Dataset items:

= = = = = = =

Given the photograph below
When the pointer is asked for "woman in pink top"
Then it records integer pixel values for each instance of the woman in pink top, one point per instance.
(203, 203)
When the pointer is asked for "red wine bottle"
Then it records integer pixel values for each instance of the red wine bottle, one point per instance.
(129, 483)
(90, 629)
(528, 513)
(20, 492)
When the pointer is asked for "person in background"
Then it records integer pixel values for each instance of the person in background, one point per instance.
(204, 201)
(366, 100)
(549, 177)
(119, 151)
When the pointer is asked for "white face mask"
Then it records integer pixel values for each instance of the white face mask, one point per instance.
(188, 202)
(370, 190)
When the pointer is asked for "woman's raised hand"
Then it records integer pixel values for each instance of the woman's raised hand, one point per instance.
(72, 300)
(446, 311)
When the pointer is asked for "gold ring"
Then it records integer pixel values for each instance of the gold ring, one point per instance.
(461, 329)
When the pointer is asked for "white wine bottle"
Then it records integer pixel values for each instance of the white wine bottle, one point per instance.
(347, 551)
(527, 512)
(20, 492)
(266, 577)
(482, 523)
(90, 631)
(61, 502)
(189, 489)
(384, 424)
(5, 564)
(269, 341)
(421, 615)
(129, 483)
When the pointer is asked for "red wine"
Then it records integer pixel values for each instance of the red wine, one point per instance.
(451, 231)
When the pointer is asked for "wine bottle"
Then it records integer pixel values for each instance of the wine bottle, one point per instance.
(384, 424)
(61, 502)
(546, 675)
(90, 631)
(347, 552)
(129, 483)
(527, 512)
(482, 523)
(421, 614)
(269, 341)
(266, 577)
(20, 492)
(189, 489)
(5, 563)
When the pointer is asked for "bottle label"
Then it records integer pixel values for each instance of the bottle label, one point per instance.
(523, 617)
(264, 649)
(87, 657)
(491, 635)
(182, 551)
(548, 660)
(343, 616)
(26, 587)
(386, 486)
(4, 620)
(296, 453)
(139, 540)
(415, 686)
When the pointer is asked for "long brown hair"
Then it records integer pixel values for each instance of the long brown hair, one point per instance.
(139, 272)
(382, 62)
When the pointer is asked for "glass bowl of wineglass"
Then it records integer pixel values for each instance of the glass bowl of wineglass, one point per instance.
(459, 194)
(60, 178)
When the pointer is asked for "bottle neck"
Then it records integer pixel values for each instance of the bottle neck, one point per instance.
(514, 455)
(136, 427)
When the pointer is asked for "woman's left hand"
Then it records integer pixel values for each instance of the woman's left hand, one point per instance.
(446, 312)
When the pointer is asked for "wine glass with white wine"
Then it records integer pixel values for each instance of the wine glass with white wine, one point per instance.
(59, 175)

= = = = = = =

OBJECTIVE:
Repeat each record exactly, leaving nothing out.

TASK ANSWER:
Given the photograph below
When the pointer is asked for "woman in pink top"
Then it records integer pixel values for each instance of the woman in pink top, one point per instance.
(203, 203)
When the pointer is asked for "red wine bottle"
Then it records integer pixel values for each instance of the red wine bottle, one point per instance.
(129, 483)
(90, 629)
(528, 513)
(20, 492)
When the pointer is asked for "person in background"
Then it records integer pixel values for each instance of the person in background, one point per instance.
(204, 201)
(366, 100)
(549, 177)
(119, 151)
When the pointer is asked for "white face mask"
Then it records integer pixel values for each instance of the white face mask, one point per instance.
(188, 202)
(370, 190)
When the pointer is asked for "woman's raised hand"
Then it records integer pixel values for each instance of the woman's raised hand, one point per instance.
(72, 300)
(446, 311)
When the pointer is asked for "gold ring"
Then it records integer pixel values for each instance of the gold ring, one point per instance.
(461, 329)
When the pointer is asked for "white wine bottle"
Then it records integer pixel values for each instance of the white wine bottle, one point per instance.
(347, 551)
(527, 512)
(20, 492)
(266, 577)
(482, 523)
(90, 631)
(61, 502)
(189, 489)
(384, 424)
(5, 564)
(269, 341)
(421, 615)
(129, 483)
When the pointer is asked for "red wine"
Then it records integer pixel values for each instance of the red wine, one point per instance.
(451, 231)
When the pointer is asked for "wine bottle"
Then it records integer pixel values for each instance of the wine bottle, one point per instance.
(384, 424)
(61, 502)
(546, 675)
(90, 631)
(347, 552)
(129, 483)
(527, 512)
(482, 523)
(421, 614)
(269, 341)
(266, 577)
(20, 492)
(189, 489)
(5, 563)
When the pointer is asked for "bottle label"
Then it records integer pixel values for each instance of the bottle label, one point per instance.
(523, 617)
(264, 649)
(87, 657)
(491, 635)
(182, 551)
(548, 660)
(343, 616)
(26, 587)
(386, 486)
(4, 620)
(296, 453)
(139, 540)
(415, 686)
When the pointer is asked for "long brown hair"
Then it records integer pixel values for each instance of the long brown hair, one point per instance.
(139, 272)
(382, 62)
When the pointer is asked for "glass bowl of wineglass"
Then it records integer pixel values for each instance of the glass bowl of wineglass, one point per instance.
(459, 194)
(60, 178)
When the pointer is asked for "bottle neck"
Then it records integer pixel values for each instance of the bottle neck, one point per instance.
(514, 455)
(136, 427)
When the pointer is asked for "woman's left hand"
Then it records integer pixel values for each instance of the woman's left hand, one point per instance.
(446, 312)
When the pointer is asked for "wine glass with white wine"
Then it records integer pixel values for each instance of the wine glass with white wine, one point per instance.
(59, 175)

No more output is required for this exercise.